## Texto proporcionado
Título original: La isla mínima.
Fecha de emisión: 12 de febrero, a las 17:00 horas.
Lugar: Salón de actos del I.E.S. Cándido Marante Expósito.
Entrada gratuita. Proyección exclusiva para los miembros del I.E.S. Cándido Marante Expósito. Largometraje expuesto en español.
Presentación a cargo de Roberto A. Cabrera.
SINOPSIS
España, a comienzos de los años 80. Dos policías, ideológicamente opuestos, son enviados desde Madrid a un remoto pueblo del sur, situado en las marismas del Guadalquivir, para investigar la desaparición de dos chicas adolescentes. En una comunidad anclada en el pasado, tendrán que enfrentarse no sólo a un cruel asesino, sino también a sus propios fantasmas.
TRÁILER
CRÍTICA 1
La isla mínima es un clásico del cine policíaco en el que una pareja de inspectores contrapuestos en su forma de actuar y pensar se enfrenta a un asesino en serie. Hasta aquí nada nuevo bajo el sol. Es de sobra conocida la dificultad de revisitar el thriller aportando algo de originalidad y sin embargo La isla mínima lo consigue: es una película del género en la que no aparece Morgan Freeman.
Bromas aparte, se trata de un film hipnótico, fascinante, bien dirigido y sobre todo, de una película con un gran equilibrio. Un equilibrio que comienza con la pareja protagonista, un policía joven y honesto interpretado por Raúl Arévalo y su compañero, un personaje más oscuro que viene del régimen franquista y que interpreta magistralmente Javier Gutierrez. Ambos bordan su papel, sin estridencias, con el diálogo justo, como si Richard Linklater y Wong Kar-Wai hubieran encontrado un punto intermedio conversacional.

## Entradas mostradas
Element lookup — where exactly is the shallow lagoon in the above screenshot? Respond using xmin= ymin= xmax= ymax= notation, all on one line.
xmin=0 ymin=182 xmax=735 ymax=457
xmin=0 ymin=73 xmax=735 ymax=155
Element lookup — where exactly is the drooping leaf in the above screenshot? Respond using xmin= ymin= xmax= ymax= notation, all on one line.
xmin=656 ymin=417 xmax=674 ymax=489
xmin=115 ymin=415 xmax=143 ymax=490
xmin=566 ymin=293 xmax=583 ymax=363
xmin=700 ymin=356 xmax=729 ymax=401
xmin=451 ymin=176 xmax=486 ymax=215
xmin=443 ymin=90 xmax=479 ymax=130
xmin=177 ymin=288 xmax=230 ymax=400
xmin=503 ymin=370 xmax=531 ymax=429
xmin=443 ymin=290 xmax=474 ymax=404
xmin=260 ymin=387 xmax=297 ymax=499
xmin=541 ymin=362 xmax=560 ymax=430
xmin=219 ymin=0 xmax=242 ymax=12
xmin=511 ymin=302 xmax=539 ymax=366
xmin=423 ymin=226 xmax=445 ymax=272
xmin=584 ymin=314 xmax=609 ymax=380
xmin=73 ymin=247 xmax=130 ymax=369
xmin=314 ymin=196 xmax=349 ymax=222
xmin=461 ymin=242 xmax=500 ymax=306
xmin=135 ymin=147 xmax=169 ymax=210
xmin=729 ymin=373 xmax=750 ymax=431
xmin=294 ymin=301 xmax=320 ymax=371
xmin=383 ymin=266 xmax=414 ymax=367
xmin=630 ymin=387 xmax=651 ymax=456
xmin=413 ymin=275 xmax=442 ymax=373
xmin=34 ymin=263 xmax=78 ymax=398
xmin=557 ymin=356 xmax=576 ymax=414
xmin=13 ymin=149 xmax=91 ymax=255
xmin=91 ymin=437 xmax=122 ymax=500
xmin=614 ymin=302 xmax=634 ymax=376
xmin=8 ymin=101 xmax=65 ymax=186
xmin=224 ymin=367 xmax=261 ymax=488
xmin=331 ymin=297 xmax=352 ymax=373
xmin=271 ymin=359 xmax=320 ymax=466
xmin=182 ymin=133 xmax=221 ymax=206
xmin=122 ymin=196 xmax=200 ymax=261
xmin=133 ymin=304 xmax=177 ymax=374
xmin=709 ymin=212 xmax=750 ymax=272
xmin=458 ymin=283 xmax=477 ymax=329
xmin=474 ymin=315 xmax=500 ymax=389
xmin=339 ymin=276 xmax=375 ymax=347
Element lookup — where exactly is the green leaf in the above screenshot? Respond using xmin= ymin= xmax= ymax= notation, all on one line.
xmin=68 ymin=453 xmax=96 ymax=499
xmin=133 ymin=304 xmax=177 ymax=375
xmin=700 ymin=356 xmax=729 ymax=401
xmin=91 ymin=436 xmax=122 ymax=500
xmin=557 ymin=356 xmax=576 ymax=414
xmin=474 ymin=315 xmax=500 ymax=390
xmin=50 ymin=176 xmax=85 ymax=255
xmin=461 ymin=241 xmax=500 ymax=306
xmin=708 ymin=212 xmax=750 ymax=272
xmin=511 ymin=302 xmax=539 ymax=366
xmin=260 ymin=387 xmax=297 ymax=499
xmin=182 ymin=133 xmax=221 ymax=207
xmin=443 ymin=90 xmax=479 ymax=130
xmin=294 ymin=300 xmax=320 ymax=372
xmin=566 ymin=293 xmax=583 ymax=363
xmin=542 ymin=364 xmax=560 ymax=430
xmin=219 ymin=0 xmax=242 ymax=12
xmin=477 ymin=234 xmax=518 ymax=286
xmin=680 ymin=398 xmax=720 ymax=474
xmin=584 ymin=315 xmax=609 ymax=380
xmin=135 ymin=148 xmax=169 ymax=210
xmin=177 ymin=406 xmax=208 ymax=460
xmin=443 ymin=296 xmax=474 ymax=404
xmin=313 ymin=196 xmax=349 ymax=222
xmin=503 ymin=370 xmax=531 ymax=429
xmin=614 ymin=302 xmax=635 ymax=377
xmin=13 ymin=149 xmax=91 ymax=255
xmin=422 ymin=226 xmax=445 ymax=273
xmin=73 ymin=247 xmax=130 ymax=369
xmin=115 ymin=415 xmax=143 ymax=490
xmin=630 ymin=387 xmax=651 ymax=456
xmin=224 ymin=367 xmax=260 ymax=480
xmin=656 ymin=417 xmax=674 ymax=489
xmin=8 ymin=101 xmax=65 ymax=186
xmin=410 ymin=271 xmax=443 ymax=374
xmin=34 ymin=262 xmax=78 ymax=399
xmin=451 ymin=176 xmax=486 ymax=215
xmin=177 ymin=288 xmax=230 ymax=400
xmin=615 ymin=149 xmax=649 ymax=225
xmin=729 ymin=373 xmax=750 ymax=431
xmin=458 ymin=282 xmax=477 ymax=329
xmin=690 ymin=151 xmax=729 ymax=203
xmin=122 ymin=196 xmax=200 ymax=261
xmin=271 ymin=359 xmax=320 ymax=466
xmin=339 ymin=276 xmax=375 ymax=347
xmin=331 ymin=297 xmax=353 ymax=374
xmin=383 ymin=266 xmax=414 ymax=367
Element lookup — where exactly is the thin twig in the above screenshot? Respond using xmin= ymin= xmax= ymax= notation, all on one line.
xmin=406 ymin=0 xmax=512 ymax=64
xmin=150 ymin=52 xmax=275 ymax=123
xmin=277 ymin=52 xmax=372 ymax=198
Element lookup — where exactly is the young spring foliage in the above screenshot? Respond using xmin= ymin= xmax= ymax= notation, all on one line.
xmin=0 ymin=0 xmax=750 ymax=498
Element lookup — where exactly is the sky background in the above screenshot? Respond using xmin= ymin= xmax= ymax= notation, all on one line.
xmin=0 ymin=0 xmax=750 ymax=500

## Tarea breve
Escribe lo que sigue al texto sobre la película La isla mínima, a partir de su última frase. Las entradas no son necesarias para este ejercicio.

## Resultado del ejercicio
Y el equilibrio sigue con la trama, plagada de elementos contextuales que sitúan al espectador en un tiempo: años ochenta, y un espacio: una aldea de las marismas del bajo Guadalquivir. Violencia machista, lucha sindical, droga y proxenetismo, son detalles que aparecen de soslayo en la película. No hay disonancias, ni dramas intimistas, ni circunloquios adolescentes para el lucimiento de los actores. En La isla mínima todo fluye, te atrapa, te mantiene en vilo. Los detalles están para situarte, son el territorio.
La recreación de los ochenta está bien conseguida, mención especial a las técnicas CSI de la época en lo referente a las escuchas telefónicas, tan cerca en el tiempo: apenas treinta años y tan lejos tecnológicamente al gran hermano que nos tienen organizados la NSA y adláteres.
La fotografía merece un capítulo aparte, donde destacan los cenitales del entorno del Parque de Doñana y la ribera del bajo Guadalquivir, que parecen sacados de un documental de National Geographic. El paisaje, a veces sereno como la Tierra de Medem, a veces asfixiante como los pantanos de Arde Mississippi o True detective, permite al director, Alberto Rodríguez, desarrollar la trama con las dosis justas de suspense.
De manera similar a lo que ocurre en Twin Peaks, en el pueblo todos tienen algo que ocultar; poco a poco irán aportando la información necesaria para desvelar el misterio. A pesar de ser una comunidad pequeña no sabemos quién es el asesino, no lo intuimos hasta el final y sin embargo todo encaja.
Los actores secundarios contribuyen a la verosimilitud de la trama huyendo de lo tópico y el folclore ligado a lo andaluz, no encontraremos a lo largo de toda la película un carro de caballos moviéndose al son de Los del Río, y algo aún más inverosímil, tampoco encontraremos ni una sola pegatina de coche con la efigie Camarón.
La isla mínima debería, definitivamente, reconciliarnos a todos con el cine español.
Ángel L. Fernández Recuero (jotdown.es)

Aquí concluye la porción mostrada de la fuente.